◆ **What the task asks**: Count the lines in the rows below that contain the string "wall", and reply with only that number.

◆ **Record extracts**:
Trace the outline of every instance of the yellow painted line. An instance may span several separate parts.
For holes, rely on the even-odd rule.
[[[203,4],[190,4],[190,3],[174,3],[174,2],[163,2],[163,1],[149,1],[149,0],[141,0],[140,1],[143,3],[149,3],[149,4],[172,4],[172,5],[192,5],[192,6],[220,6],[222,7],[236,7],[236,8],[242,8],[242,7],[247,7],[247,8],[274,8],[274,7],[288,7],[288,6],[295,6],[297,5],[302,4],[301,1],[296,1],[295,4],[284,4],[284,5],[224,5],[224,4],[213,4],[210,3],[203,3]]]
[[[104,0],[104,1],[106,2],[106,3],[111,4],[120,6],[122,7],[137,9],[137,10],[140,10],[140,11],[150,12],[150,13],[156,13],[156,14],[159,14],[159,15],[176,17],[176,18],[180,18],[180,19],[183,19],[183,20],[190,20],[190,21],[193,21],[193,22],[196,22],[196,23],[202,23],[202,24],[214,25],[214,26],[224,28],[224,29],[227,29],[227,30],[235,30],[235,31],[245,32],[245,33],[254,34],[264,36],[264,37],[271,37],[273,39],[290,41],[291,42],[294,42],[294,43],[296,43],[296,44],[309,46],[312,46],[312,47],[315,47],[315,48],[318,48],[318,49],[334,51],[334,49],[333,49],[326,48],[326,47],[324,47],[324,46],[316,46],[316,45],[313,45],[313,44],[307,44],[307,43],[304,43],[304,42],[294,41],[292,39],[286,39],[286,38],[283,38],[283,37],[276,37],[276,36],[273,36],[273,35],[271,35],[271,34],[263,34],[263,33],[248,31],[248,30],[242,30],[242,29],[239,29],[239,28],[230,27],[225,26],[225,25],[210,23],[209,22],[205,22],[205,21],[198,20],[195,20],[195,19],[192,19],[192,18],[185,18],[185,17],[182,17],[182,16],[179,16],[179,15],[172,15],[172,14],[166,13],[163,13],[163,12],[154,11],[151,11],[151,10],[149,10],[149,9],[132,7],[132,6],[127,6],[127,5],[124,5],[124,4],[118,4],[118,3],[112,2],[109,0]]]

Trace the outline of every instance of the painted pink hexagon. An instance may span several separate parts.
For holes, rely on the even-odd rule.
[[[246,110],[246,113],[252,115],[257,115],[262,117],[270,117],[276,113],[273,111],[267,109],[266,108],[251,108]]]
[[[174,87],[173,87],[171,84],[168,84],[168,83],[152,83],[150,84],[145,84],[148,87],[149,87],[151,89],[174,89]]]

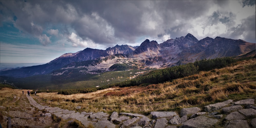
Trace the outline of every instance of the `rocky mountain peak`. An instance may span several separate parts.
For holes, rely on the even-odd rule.
[[[185,37],[185,38],[189,39],[194,42],[197,42],[198,41],[198,40],[196,38],[190,33],[188,33],[187,34],[187,35]]]

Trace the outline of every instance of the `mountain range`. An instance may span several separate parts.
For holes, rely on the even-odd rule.
[[[138,69],[161,69],[196,60],[242,55],[255,49],[255,43],[240,39],[207,37],[198,40],[189,33],[159,44],[147,39],[139,46],[117,45],[105,50],[87,48],[64,54],[47,63],[1,71],[0,74],[14,78],[61,75],[75,69],[81,73],[98,74],[116,70],[118,64]]]

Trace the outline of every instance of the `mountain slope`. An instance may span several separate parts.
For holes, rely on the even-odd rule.
[[[147,39],[139,46],[117,45],[105,50],[87,48],[76,53],[65,54],[44,65],[0,72],[1,76],[22,78],[59,74],[56,71],[63,69],[68,70],[66,72],[75,69],[80,69],[75,70],[78,71],[85,71],[81,73],[100,73],[113,70],[115,68],[110,68],[116,64],[127,64],[138,69],[162,68],[205,58],[244,55],[255,50],[255,46],[254,43],[241,40],[218,37],[198,41],[189,33],[160,44]]]

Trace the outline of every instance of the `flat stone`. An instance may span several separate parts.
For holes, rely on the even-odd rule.
[[[256,118],[253,119],[251,121],[251,125],[252,127],[256,127]]]
[[[46,116],[51,117],[51,113],[46,113],[45,115]]]
[[[113,122],[115,123],[119,123],[120,122],[122,122],[123,120],[127,120],[130,119],[130,118],[129,116],[120,116],[114,120]]]
[[[115,125],[106,120],[101,120],[98,121],[93,125],[94,128],[113,128],[115,127]]]
[[[245,118],[244,117],[238,112],[231,112],[225,118],[225,120],[243,120],[245,119]]]
[[[232,100],[229,100],[222,102],[209,104],[205,106],[205,111],[210,112],[217,110],[221,108],[227,106],[232,102],[233,101]]]
[[[178,115],[175,115],[169,120],[169,123],[174,124],[179,124],[181,123],[180,118]]]
[[[177,128],[177,126],[176,126],[168,125],[165,128]]]
[[[81,112],[81,114],[83,114],[85,115],[90,115],[93,114],[93,113],[92,112]]]
[[[110,116],[110,121],[113,121],[117,119],[118,117],[118,113],[116,112],[114,112]]]
[[[249,128],[247,121],[246,120],[232,120],[227,123],[226,125],[226,128]]]
[[[155,128],[158,128],[160,127],[165,127],[168,121],[166,119],[162,118],[158,119],[156,120],[156,122],[155,124]]]
[[[234,103],[236,105],[254,104],[254,99],[248,99],[237,101]]]
[[[180,118],[180,122],[181,123],[183,124],[183,123],[187,121],[188,119],[188,116],[187,115],[185,115],[183,116]]]
[[[141,114],[139,114],[137,113],[126,113],[126,112],[121,112],[120,113],[120,115],[125,115],[127,116],[131,116],[133,117],[137,117],[140,116],[143,117],[145,116],[145,115]]]
[[[211,127],[218,121],[217,119],[209,118],[201,115],[189,120],[179,127]]]
[[[256,115],[256,110],[253,109],[244,109],[238,110],[238,111],[246,116]]]
[[[140,125],[146,125],[149,123],[150,121],[149,118],[146,117],[143,117],[140,119],[140,121],[138,122],[138,124]]]
[[[201,110],[200,109],[197,107],[183,108],[180,111],[180,115],[182,116],[189,114],[193,114]]]
[[[153,118],[173,117],[177,115],[177,113],[174,112],[151,112],[150,114],[152,115],[152,118]]]
[[[190,116],[190,119],[193,118],[195,117],[198,116],[204,115],[206,114],[206,112],[197,112],[193,114]]]
[[[109,116],[109,115],[106,113],[101,112],[90,115],[90,119],[91,119],[97,118],[101,119],[103,117],[107,117]]]
[[[240,105],[235,105],[222,108],[222,112],[226,114],[229,113],[232,111],[237,111],[243,109],[243,107]]]
[[[126,127],[129,125],[132,124],[140,118],[138,117],[134,117],[132,119],[129,119],[124,121],[123,123],[123,125],[121,126],[121,128]]]
[[[216,118],[217,119],[221,119],[223,117],[223,115],[222,114],[217,115],[214,115],[211,117]]]
[[[218,113],[219,113],[219,112],[212,112],[210,113],[209,113],[209,115],[215,115]]]

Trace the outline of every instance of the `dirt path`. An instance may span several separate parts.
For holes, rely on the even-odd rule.
[[[12,127],[57,127],[51,117],[42,116],[41,109],[31,105],[36,102],[32,97],[28,97],[27,93],[22,94],[22,90],[8,89],[0,92],[2,127],[8,127],[8,117],[11,118]]]

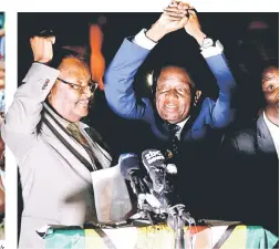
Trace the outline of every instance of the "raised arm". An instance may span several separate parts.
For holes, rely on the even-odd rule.
[[[221,128],[227,126],[234,118],[234,112],[230,107],[230,103],[232,91],[236,87],[236,81],[222,53],[222,45],[219,41],[215,42],[207,38],[200,28],[200,23],[194,8],[188,4],[187,7],[189,8],[189,20],[184,28],[189,35],[196,39],[200,46],[201,54],[216,77],[219,86],[219,97],[216,103],[212,103],[209,98],[207,98],[204,103],[204,105],[209,106],[209,115],[206,117],[206,123],[211,127]]]
[[[17,90],[1,127],[2,138],[18,160],[37,141],[37,126],[41,120],[43,102],[60,73],[43,64],[52,59],[53,42],[53,38],[35,37],[30,40],[35,63]]]
[[[125,39],[105,73],[105,96],[111,108],[125,118],[145,118],[151,102],[136,101],[134,76],[156,43],[167,33],[186,24],[185,8],[170,3],[159,19],[132,40]]]

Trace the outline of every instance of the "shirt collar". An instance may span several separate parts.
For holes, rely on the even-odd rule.
[[[267,126],[269,127],[269,129],[272,129],[272,131],[278,131],[278,126],[276,124],[273,124],[266,115],[266,112],[263,112],[263,120],[267,124]]]
[[[180,127],[180,129],[184,127],[184,125],[187,123],[187,121],[189,120],[190,116],[188,116],[186,120],[177,123],[176,125],[178,125]]]

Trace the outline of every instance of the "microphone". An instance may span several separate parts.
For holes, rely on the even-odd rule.
[[[159,200],[164,212],[172,217],[178,215],[185,221],[193,224],[194,219],[185,210],[185,205],[179,204],[179,197],[168,180],[168,175],[177,174],[176,165],[166,165],[165,156],[157,149],[144,151],[142,153],[142,160],[153,181],[153,195]]]
[[[173,191],[173,186],[169,184],[167,174],[176,174],[177,167],[174,164],[165,164],[165,156],[160,151],[146,149],[142,153],[143,165],[148,172],[153,181],[153,190],[160,195],[160,193]]]
[[[122,154],[118,158],[121,174],[131,181],[134,194],[138,200],[145,200],[145,195],[149,191],[144,181],[144,174],[139,167],[139,160],[135,153]]]
[[[149,194],[152,183],[148,176],[141,169],[137,155],[134,153],[122,154],[118,158],[118,165],[121,174],[126,180],[131,181],[133,191],[137,196],[137,204],[141,212],[134,215],[134,218],[131,218],[135,219],[135,217],[138,216],[142,218],[147,217],[151,224],[153,224],[149,211],[154,211],[157,201]]]

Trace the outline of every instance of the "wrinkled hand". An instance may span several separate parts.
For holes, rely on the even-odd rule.
[[[184,28],[188,21],[186,14],[187,7],[173,1],[164,9],[163,14],[146,32],[146,35],[154,41],[158,41],[165,34]]]
[[[197,40],[198,43],[200,43],[204,38],[206,37],[203,31],[201,31],[201,27],[198,20],[198,17],[196,14],[196,11],[194,9],[194,7],[191,7],[188,3],[178,3],[178,4],[184,4],[187,9],[187,22],[184,27],[184,29],[186,30],[186,32],[191,35],[193,38],[195,38]]]
[[[33,37],[30,39],[30,45],[33,52],[34,61],[41,63],[48,63],[53,58],[53,48],[52,45],[55,42],[54,37],[42,38]]]

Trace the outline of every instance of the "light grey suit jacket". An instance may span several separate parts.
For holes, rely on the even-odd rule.
[[[17,90],[1,127],[21,176],[24,209],[20,248],[43,248],[44,241],[35,230],[44,225],[82,226],[85,221],[96,221],[90,170],[41,123],[44,101],[59,73],[33,63],[23,80],[25,83]],[[55,123],[52,125],[94,168],[85,149]],[[81,126],[84,127],[82,123]],[[90,136],[86,138],[102,151],[102,156],[103,153],[106,155],[107,158],[102,158],[103,168],[110,167],[108,153]]]

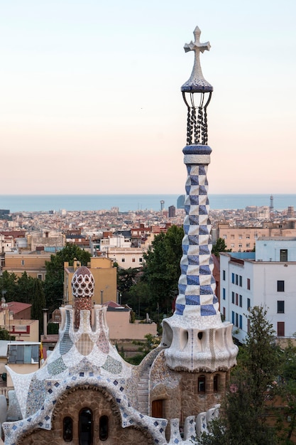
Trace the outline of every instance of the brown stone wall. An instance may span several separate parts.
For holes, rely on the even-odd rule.
[[[71,444],[79,445],[79,412],[89,408],[93,414],[92,445],[126,445],[127,444],[152,444],[152,438],[147,431],[135,428],[122,428],[119,410],[110,395],[92,388],[80,388],[65,395],[57,402],[50,431],[38,429],[18,441],[17,445],[55,445]],[[69,416],[73,421],[73,440],[65,442],[62,438],[63,419]],[[99,422],[101,416],[109,418],[109,438],[100,441]]]
[[[218,375],[217,388],[214,378]],[[185,419],[197,415],[220,403],[225,394],[229,371],[216,372],[189,372],[173,371],[166,365],[164,353],[160,353],[154,362],[150,375],[150,412],[152,402],[163,400],[163,416],[168,419]],[[199,392],[198,379],[205,378],[205,391]]]

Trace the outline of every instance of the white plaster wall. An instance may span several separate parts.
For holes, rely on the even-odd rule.
[[[268,319],[277,332],[278,321],[285,322],[285,336],[292,337],[296,332],[296,263],[278,263],[252,262],[245,260],[243,266],[230,263],[229,254],[220,254],[220,310],[226,308],[226,319],[232,322],[231,312],[242,316],[243,328],[234,327],[234,335],[240,341],[243,341],[247,333],[248,313],[247,301],[250,299],[251,306],[265,306]],[[287,265],[285,265],[287,264]],[[223,280],[223,270],[226,271],[226,279]],[[231,283],[231,273],[241,275],[243,286],[241,287]],[[247,278],[251,280],[251,289],[247,289]],[[278,292],[278,280],[285,282],[285,291]],[[226,299],[223,300],[223,288],[226,289]],[[242,307],[231,302],[231,292],[242,295]],[[285,313],[278,313],[278,301],[285,301]]]
[[[296,262],[296,238],[293,240],[258,240],[256,242],[256,261],[280,261],[280,250],[287,250],[287,261]]]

◆ **Solved problem**: 2